----- TASK DATA

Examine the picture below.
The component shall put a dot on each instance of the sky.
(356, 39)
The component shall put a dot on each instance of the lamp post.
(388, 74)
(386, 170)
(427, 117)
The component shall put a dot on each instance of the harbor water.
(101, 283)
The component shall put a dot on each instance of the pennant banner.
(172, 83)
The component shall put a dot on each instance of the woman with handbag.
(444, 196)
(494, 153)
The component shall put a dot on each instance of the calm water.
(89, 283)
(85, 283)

----------

• **PROBLEM REQUIREMENTS**
Copy every line that appears above, with each word kept as it is.

• **EXERCISE OUTPUT**
Examine the picture below.
The component shall put a dot on each instance of the sky.
(356, 39)
The component shall put a dot on each instance of the lamp post.
(388, 74)
(386, 170)
(427, 117)
The component shall put a dot on each instance of the harbor water.
(101, 283)
The component shall put a dot on each instance of the pennant banner.
(172, 83)
The component shall put a dot on each instance of the woman with handbag.
(444, 196)
(494, 153)
The component shall put a dot on each instance of the calm water.
(89, 283)
(85, 283)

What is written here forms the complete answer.